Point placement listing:
>>>>

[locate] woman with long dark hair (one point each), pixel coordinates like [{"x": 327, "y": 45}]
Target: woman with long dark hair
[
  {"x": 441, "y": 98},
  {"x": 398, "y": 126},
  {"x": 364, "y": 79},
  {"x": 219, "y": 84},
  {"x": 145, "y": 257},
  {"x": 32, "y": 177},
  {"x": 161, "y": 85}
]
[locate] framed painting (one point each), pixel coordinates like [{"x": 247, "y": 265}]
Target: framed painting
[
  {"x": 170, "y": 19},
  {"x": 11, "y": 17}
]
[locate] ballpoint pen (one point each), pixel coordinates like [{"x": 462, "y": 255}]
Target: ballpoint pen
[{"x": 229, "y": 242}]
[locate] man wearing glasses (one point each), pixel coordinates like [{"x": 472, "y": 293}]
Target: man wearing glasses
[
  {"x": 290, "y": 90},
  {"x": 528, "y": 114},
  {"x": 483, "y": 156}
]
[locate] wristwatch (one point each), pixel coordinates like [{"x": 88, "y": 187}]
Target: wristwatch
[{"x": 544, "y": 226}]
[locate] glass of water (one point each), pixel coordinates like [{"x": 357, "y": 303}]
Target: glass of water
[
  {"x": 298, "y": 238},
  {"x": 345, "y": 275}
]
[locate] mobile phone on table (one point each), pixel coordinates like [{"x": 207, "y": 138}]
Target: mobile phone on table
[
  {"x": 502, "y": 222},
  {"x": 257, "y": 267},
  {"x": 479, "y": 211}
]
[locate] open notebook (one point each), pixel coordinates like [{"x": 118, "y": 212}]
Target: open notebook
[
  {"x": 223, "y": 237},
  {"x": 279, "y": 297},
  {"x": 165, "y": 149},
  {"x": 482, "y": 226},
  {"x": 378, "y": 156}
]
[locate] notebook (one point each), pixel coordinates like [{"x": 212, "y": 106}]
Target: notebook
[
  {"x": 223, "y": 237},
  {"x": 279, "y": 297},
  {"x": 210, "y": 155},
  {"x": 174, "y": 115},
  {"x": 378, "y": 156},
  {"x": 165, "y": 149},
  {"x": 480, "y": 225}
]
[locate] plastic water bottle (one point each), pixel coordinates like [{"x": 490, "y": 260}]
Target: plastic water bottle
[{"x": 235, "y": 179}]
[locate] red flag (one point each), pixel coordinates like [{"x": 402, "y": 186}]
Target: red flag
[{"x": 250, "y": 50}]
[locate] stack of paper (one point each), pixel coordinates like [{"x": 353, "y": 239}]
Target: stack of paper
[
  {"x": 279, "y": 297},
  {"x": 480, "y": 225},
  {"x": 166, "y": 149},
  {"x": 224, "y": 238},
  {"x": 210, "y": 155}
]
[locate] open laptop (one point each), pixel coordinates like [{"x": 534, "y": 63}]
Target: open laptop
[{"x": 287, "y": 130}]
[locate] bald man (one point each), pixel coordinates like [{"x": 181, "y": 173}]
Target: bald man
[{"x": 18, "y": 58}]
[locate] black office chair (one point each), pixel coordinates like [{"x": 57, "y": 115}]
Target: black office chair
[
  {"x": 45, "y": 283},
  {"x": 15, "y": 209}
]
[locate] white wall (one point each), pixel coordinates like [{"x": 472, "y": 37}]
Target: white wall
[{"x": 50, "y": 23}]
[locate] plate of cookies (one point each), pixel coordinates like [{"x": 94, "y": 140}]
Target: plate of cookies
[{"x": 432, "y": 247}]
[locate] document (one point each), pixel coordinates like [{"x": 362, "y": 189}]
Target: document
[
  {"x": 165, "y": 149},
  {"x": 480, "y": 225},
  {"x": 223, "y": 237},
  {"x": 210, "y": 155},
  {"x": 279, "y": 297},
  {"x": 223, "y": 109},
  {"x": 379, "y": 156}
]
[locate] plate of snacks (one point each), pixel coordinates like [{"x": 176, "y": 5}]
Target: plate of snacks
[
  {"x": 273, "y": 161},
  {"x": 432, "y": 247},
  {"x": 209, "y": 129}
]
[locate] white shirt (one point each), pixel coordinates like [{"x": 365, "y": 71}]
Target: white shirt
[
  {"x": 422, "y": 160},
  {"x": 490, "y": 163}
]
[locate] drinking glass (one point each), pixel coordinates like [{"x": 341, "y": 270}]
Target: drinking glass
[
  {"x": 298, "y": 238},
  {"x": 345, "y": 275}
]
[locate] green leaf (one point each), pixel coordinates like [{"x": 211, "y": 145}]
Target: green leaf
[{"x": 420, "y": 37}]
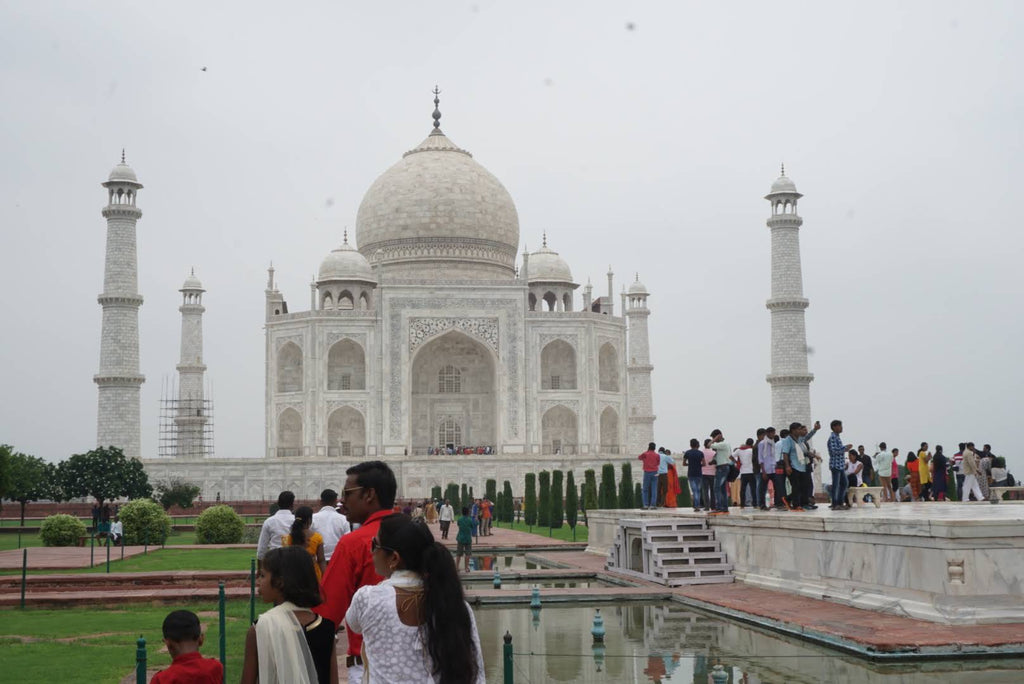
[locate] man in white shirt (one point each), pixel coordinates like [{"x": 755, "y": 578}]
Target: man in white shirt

<<<<

WHAT NEEDS TO BE DONE: Express as a JSON list of strings the part of the listing that opens with the line containing "[locate] drinking glass" and closes with the last line of the listing, one string per line with blank lines omitted. Leave the pictures out of the answer.

ANSWER FOR THE TASK:
[
  "[locate] drinking glass (one point each), pixel coordinates like [{\"x\": 341, \"y\": 270}]",
  "Target: drinking glass",
  "[",
  "  {\"x\": 298, \"y\": 238},",
  "  {\"x\": 345, \"y\": 275}",
  "]",
  "[locate] green leaf (one point each), pixel coordinates like [{\"x\": 211, \"y\": 145}]",
  "Target: green leaf",
  "[{\"x\": 420, \"y\": 37}]",
  "[locate] man in white shirt (one point each), pixel coordinates like [{\"x\": 755, \"y\": 578}]",
  "Target: man in white shirt"
]